▶ Task set
a. Copy the passage below about Sen. Rob Portman's budget prediction word for word, starting at "Appearing on NBC's" and ending at "down the road.".
b. Write what comes next in the news story below about Sen. Rob Portman and the government shutdown, picking up after its last sentence.

--- Given passage ---

Sen. Rob Portman, a key player on federal budget matters, predicted Sunday that the deeply divided Congress would this week come up with a short-term solution to re-open the government and avoid sending the government into default.
Appearing on NBC's "Meet the Press," Portman, R-Ohio, said Congress would likely reach a deal by Thursday night's debt ceiling deadline that would put off decisions on other major fiscal issues like spending cuts until some months down the road.
“I'm a yes on a deal by Thursday,” he said. “It will probably be a relatively short-term solution. ... We will figure out a way to put this off to have the discussion [on Obamacare fixes, entitlement reforms and other fiscal matters] and I'm hopeful that we will do this is the next coming days.”

--- Record excerpts ---

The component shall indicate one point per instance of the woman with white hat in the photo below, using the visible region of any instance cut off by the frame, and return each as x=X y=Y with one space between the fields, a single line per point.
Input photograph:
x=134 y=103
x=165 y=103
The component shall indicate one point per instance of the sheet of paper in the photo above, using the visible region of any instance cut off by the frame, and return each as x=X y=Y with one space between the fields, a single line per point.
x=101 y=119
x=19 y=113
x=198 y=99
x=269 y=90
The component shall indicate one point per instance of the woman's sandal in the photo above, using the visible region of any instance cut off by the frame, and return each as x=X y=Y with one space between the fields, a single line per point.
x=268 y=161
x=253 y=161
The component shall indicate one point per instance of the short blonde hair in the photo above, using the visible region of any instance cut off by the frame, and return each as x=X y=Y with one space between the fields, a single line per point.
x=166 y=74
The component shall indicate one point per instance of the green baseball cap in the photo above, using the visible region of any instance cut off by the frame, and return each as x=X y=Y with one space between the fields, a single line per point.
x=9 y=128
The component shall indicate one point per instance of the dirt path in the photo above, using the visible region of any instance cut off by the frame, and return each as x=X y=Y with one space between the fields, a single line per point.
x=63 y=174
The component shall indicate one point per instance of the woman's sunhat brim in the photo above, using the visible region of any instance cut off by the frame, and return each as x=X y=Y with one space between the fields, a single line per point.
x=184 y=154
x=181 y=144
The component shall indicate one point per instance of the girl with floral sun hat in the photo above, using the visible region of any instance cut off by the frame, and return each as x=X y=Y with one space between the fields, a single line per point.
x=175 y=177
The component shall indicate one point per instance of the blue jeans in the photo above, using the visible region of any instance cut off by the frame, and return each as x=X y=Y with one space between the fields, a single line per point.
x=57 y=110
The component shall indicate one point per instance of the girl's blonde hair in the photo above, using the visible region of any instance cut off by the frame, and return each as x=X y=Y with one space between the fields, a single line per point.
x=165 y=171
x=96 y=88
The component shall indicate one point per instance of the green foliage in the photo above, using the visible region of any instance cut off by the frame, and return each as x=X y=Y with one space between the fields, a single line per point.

---

▶ Your written answers
a.
Appearing on NBC's "Meet the Press," Portman, R-Ohio, said Congress would likely reach a deal by Thursday night's debt ceiling deadline that would put off decisions on other major fiscal issues like spending cuts until some months down the road.

b.
The Senate's top Democrat and top Republican sat down Saturday to begin hashing out a deal to reopen the government that on Sunday entered its 13th day of a shutdown. Majority Leader Harry Reid, D-Nev., and Minority Leader Mitch McConnell, R-Ky., also are trying to craft an agreement to raise the nation's debt ceiling before Thursday to avoid a government default.
Senate Democratic Whip Dick Durbin, D-Ill., said an accord will be reached on the debt ceiling in time to avoid the economic damage of a default.
"We need to put everything on the table,” he said. “We know that Medicare has 10 years before it becomes insolvent and Social Security has 20 years or less.”